→ **Supplied text**
***
An addendum to the above note.  After reviewing the data, what I said about Evista stands.  It appears to prevent invasive breast cancers as well as Tamoxifen.  It helps with osteoporosis.  There is not an appreciable increase in blood clots or uterine cancer as was seen with Tamoxifen.  It appears to be a good drug for high risk, postmenopausal women to help with osteoporosis as well as reduce the risk of breast cancer.




Two items in the recent news:

First:  For the first time in a long time there has been a drop in the incidence of breast cancer in 2003.  The drop was noted mainly in postmenopausal women and in hormone responsive tumors.  This drop corresponded to the  data from the Women's Health Initiative Study(WHI) that had shown an increase in breast cancer with the combination(an estrogen and progesterone) hormone replacement therapy.  Shortly after that announcement many women stopped taking hormones leading investigators to suggest that this drop may have been related to women stopping the hormones.  Now it is very difficult to show cause and effect and this drop does seem to happen quite soon after this WHI announcement, but it is certainly food for thought.  I am hopeful more information will come out about this as the data is studied more extensively.
***
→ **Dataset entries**
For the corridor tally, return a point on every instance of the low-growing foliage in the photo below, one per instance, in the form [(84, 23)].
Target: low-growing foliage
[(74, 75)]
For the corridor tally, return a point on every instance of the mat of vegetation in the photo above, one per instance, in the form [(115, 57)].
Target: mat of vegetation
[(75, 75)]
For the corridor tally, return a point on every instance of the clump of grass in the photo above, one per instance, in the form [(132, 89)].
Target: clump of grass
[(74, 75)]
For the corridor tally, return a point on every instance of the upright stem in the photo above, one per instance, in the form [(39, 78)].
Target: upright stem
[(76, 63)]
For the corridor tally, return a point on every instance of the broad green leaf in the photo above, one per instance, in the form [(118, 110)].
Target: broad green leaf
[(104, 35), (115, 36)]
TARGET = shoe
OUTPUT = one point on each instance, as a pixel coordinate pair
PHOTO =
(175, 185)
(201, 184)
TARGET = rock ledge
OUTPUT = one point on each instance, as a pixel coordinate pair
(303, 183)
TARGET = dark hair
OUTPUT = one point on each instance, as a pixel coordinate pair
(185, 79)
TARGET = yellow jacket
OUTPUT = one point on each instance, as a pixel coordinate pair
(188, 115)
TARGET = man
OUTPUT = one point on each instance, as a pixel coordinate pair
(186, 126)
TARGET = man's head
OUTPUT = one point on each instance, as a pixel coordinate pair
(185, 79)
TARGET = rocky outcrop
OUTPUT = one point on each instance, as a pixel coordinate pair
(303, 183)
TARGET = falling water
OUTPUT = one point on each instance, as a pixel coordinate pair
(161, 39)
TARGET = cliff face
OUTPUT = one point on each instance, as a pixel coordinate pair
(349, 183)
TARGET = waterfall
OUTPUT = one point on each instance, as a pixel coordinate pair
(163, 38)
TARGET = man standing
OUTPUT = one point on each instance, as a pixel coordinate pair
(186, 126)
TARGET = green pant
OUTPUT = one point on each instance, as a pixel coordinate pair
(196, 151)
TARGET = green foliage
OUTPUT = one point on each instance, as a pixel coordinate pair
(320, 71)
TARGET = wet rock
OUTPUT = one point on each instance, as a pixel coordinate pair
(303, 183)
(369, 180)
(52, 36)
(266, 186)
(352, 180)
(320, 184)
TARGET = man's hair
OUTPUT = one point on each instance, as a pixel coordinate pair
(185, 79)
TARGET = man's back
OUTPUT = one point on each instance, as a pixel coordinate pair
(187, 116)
***
→ **Problem 1**
In the breast cancer note, which hormone replacement therapy did the Women's Health Initiative Study link to an increase in breast cancer?
→ **Problem 2**
Continue the breast cancer note after its final sentence.

→ **Written response 1**
The combination therapy of an estrogen and progesterone.

→ **Written response 2**
Second:  A recent study in the New England Journal of Medicine was in the news talking about the increased risk of breast cancer associated with breast density as measured on a mammogram.  Now this is not new information as this association has been known for many years.  What is also known is that dense breasts are much harder to evaluate on mammogram and exam making the pickup of breast cancers more difficult.  Unfortunately breast density is more genetically controlled  than environmental, so there is not much a woman can do about the density.  It is just one more of the issues your breast surgeon needs to take into account in your screening.



The American Cancer Society has recently published guidelines for breast cancer screening which includes breast MRI for the appropriate groups. As always these recommendations need to be reviewed with your breast surgeon to be sure if indeed this test is reasonable for you.  The attached article reviews the information and may be helpful to include with information you are sending to your insurance company to be pre-certified for the test if it is appropriate for you.  It is in PDF format so you will need a PDF reader to see it.  Click on the PDF link below to view or print out the article.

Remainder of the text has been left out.